- Host nation: Hong Kong
- Date: March 27–28

Cup
- Champion: Aotearoa Maori NZ
- Runner-up: England

= 2003 Hong Kong Women's Sevens =

The 2003 Hong Kong Women's Sevens was the sixth edition of the tournament and occurred on the 27th and 28 March 2003. Fiji made their first international appearance since 1997; Sri Lanka, Kyrgyzstan and Uzbekistan made their international debut.

Aotearoa Maori New Zealand defeated England to win the tournament.

== Tournament format ==
Ten teams competed in a separate tournament for the Asia Champions Cup on 27 March 2003, with four teams progressing to the main Hong Kong Women's Sevens tournament Cup quarterfinals. They joined England, Aotearoa Maori New Zealand, USA, and Fiji.

• What the exercise asks: Decide whether each statement agrees with the article on the 2003 Hong Kong Women's Sevens, answering yes or no and quoting the article's deciding words: (a) Fiji made its international debut at the 2003 tournament. (b) Ten teams took part in the tournament for the Asia Champions Cup on 27 March 2003. (c) England won the tournament.

• Data provided:
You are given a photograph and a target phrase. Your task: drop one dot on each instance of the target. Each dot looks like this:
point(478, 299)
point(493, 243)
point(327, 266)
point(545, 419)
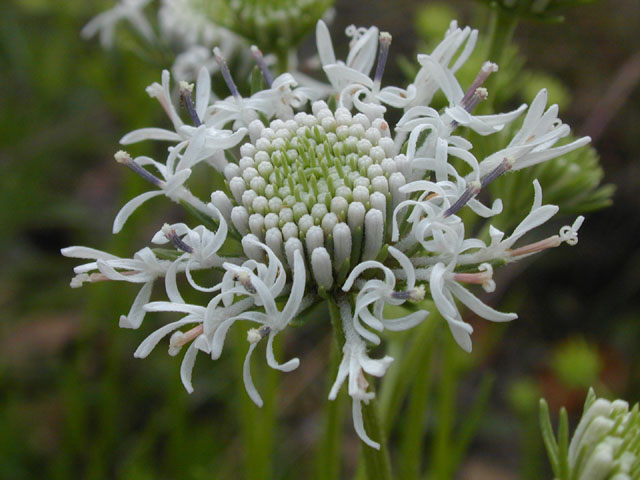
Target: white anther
point(305, 223)
point(361, 181)
point(388, 166)
point(372, 134)
point(286, 215)
point(339, 205)
point(321, 266)
point(329, 221)
point(252, 250)
point(377, 154)
point(299, 209)
point(231, 170)
point(265, 169)
point(357, 130)
point(374, 171)
point(379, 201)
point(261, 157)
point(343, 192)
point(278, 143)
point(314, 238)
point(373, 234)
point(380, 184)
point(397, 180)
point(253, 335)
point(364, 162)
point(248, 174)
point(382, 125)
point(263, 145)
point(258, 184)
point(273, 239)
point(289, 230)
point(355, 215)
point(343, 116)
point(245, 162)
point(341, 244)
point(255, 130)
point(342, 132)
point(351, 143)
point(256, 225)
point(361, 194)
point(240, 219)
point(237, 187)
point(268, 133)
point(290, 246)
point(271, 220)
point(318, 211)
point(362, 119)
point(388, 145)
point(247, 150)
point(317, 106)
point(364, 146)
point(276, 124)
point(248, 197)
point(275, 203)
point(220, 200)
point(282, 132)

• Answer to the problem:
(a) No: "Fiji made their first international appearance since 1997"
(b) Yes: "Ten teams competed in a separate tournament for the Asia Champions Cup on 27 March 2003"
(c) No: "Aotearoa Maori New Zealand defeated England to win the tournament."